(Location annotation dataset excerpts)
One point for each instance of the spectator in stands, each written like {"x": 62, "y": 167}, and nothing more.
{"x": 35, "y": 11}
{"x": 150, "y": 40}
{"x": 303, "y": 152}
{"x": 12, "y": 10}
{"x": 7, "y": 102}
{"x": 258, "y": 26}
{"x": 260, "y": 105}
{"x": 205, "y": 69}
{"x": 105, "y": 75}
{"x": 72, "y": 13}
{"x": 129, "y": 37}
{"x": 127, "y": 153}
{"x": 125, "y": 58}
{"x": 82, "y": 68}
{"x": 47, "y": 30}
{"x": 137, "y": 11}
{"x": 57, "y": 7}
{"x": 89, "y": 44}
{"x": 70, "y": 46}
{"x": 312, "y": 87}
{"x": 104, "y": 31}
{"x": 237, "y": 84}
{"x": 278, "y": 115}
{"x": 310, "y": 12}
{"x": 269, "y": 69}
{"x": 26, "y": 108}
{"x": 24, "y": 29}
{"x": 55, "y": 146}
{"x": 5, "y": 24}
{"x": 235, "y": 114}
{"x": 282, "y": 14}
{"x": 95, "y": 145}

Your task —
Please rewrite all of the items above as a numbered list, leaving out any blank lines.

Result of the task —
1. One point for each instance of the spectator in stands, each written like {"x": 62, "y": 167}, and nothing more.
2. {"x": 35, "y": 11}
3. {"x": 150, "y": 40}
4. {"x": 303, "y": 152}
5. {"x": 12, "y": 10}
6. {"x": 7, "y": 102}
7. {"x": 258, "y": 26}
8. {"x": 260, "y": 105}
9. {"x": 205, "y": 69}
10. {"x": 105, "y": 75}
11. {"x": 72, "y": 13}
12. {"x": 129, "y": 37}
13. {"x": 127, "y": 153}
14. {"x": 125, "y": 58}
15. {"x": 82, "y": 68}
16. {"x": 47, "y": 30}
17. {"x": 137, "y": 11}
18. {"x": 57, "y": 7}
19. {"x": 89, "y": 44}
20. {"x": 70, "y": 46}
21. {"x": 312, "y": 87}
22. {"x": 104, "y": 31}
23. {"x": 237, "y": 84}
24. {"x": 278, "y": 115}
25. {"x": 310, "y": 12}
26. {"x": 269, "y": 69}
27. {"x": 26, "y": 108}
28. {"x": 24, "y": 29}
29. {"x": 55, "y": 146}
30. {"x": 5, "y": 24}
31. {"x": 235, "y": 114}
32. {"x": 282, "y": 14}
33. {"x": 95, "y": 145}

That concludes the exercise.